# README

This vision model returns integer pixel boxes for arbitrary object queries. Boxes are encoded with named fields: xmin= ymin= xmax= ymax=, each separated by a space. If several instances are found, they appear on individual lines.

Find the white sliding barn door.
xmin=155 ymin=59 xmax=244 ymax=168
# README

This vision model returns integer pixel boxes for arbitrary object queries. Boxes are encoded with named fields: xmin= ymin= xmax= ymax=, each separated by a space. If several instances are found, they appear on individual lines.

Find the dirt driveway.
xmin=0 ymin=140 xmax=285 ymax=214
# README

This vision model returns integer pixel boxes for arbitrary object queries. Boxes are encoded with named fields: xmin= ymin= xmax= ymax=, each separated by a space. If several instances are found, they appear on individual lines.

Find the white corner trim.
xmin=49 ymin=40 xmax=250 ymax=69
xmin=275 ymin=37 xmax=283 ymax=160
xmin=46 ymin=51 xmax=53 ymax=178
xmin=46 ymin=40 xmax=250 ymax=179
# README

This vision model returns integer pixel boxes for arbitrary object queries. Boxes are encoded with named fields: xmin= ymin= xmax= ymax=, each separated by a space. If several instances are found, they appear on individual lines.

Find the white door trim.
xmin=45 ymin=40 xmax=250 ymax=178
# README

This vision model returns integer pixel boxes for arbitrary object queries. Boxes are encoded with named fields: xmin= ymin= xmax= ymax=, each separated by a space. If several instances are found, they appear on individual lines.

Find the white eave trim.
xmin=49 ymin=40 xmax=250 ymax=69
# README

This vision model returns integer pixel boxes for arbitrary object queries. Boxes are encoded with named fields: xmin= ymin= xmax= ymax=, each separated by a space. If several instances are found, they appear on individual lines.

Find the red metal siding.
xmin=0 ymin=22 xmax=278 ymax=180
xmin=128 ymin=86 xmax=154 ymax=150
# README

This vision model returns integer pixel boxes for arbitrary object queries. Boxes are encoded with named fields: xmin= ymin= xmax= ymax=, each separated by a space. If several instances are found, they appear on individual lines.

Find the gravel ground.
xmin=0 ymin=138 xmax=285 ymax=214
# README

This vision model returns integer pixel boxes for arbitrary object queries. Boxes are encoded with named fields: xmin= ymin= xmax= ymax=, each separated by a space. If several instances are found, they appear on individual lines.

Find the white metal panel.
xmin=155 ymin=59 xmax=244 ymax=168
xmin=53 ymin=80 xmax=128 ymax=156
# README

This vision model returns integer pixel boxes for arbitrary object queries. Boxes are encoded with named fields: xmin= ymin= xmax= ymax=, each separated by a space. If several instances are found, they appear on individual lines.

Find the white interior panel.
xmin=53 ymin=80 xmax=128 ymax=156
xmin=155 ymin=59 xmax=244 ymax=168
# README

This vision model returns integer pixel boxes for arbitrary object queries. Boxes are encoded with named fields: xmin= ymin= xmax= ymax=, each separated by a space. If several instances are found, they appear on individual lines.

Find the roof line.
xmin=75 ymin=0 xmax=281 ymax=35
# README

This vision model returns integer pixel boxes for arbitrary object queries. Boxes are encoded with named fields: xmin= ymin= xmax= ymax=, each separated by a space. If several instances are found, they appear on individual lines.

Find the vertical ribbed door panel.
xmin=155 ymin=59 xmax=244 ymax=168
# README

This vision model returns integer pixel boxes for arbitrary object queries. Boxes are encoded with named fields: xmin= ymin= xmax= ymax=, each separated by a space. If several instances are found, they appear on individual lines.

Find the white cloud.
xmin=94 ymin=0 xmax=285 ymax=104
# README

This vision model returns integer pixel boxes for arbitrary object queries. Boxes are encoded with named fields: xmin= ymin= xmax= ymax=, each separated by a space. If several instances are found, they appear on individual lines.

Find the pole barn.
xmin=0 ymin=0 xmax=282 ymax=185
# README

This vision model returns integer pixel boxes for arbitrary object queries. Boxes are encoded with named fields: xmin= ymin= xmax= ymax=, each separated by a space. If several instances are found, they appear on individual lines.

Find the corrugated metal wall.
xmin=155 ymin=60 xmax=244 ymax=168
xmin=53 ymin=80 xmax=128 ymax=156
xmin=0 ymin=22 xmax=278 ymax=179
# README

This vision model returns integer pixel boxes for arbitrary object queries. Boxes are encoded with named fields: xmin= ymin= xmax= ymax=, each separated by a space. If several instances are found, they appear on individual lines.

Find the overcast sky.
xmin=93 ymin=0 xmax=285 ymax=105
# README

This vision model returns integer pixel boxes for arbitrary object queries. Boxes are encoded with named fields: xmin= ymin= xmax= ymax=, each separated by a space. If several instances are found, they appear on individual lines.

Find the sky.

┄┄┄┄┄┄┄┄┄┄┄┄┄┄┄┄┄┄┄┄

DIRECTIONS: Return every line of the material above that contains the word "door".

FULL ANSWER:
Find the white sliding barn door.
Find the white door trim.
Find the vertical ribbed door panel.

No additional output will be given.